§ **EXERCISE AIM**
Rewrite every one of the entries below, replacing "largest circle" with "biggest circle" and leaving everything else unchanged. Leave the pictures out of your answer.

§ **Entries for labeling object positions**

++++++

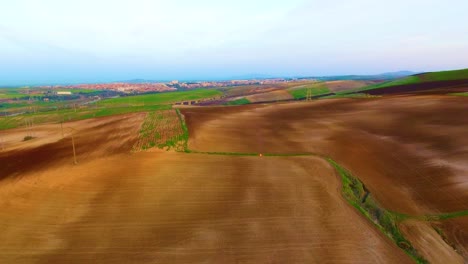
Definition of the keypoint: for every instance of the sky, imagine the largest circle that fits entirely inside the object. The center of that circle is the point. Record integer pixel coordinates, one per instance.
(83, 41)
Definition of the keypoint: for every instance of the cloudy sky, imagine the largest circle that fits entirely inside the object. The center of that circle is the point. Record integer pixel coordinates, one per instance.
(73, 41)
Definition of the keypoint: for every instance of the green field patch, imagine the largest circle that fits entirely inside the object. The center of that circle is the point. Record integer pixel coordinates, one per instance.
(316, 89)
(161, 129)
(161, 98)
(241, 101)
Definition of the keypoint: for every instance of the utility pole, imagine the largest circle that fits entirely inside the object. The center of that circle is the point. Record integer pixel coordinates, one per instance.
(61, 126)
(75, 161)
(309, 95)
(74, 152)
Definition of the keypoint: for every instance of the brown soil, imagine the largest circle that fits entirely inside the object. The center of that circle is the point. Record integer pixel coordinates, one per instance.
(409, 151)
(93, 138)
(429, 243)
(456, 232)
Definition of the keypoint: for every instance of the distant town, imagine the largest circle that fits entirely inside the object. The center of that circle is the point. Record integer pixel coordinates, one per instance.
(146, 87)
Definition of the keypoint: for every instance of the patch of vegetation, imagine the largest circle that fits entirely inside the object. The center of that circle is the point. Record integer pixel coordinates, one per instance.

++++++

§ **ANSWER BELOW**
Definition of the keypoint: for every instance of the sky, imagine the biggest circle that fits entirely inside the object. The center of that circle is the point. Record integer pixel coordinates, one per instance.
(83, 41)
Definition of the keypoint: for every instance of the cloudy sky, imagine the biggest circle that fits entirely inside the object. The center of that circle is the point. Record integer pixel coordinates, one per instance.
(73, 41)
Definition of the keypoint: for every instance of the green field patch, imagine the biggest circle that fits entirely inside the object. The center of that circle is the point. Record integer pixel coordinates, one per instance.
(316, 89)
(161, 129)
(161, 98)
(241, 101)
Definition of the keypoint: for every instance of the utility pole, imagine the biggest circle that fits entirely inside the object. The center of that circle is the point. Record integer pixel coordinates, one per instance.
(61, 126)
(75, 161)
(309, 95)
(74, 152)
Definition of the keypoint: for every instance of the brown soil, imagine the biggest circle that fits entirely inside the object. The center of that circle is the point. Record integer pixel coordinates, one per instance.
(409, 151)
(93, 138)
(429, 243)
(456, 232)
Definition of the keypoint: for every instance of the distant town, imagine the biggest circle that fits entirely inside the object. The center of that circle is the point. Record integer pixel coordinates, one per instance.
(146, 87)
Definition of the keypoint: for every instance of the patch of vegetation, imagine the biggest circle that fits entirely inside the object. The center of that circle is the point. Record integer pixel coordinates, one per instance.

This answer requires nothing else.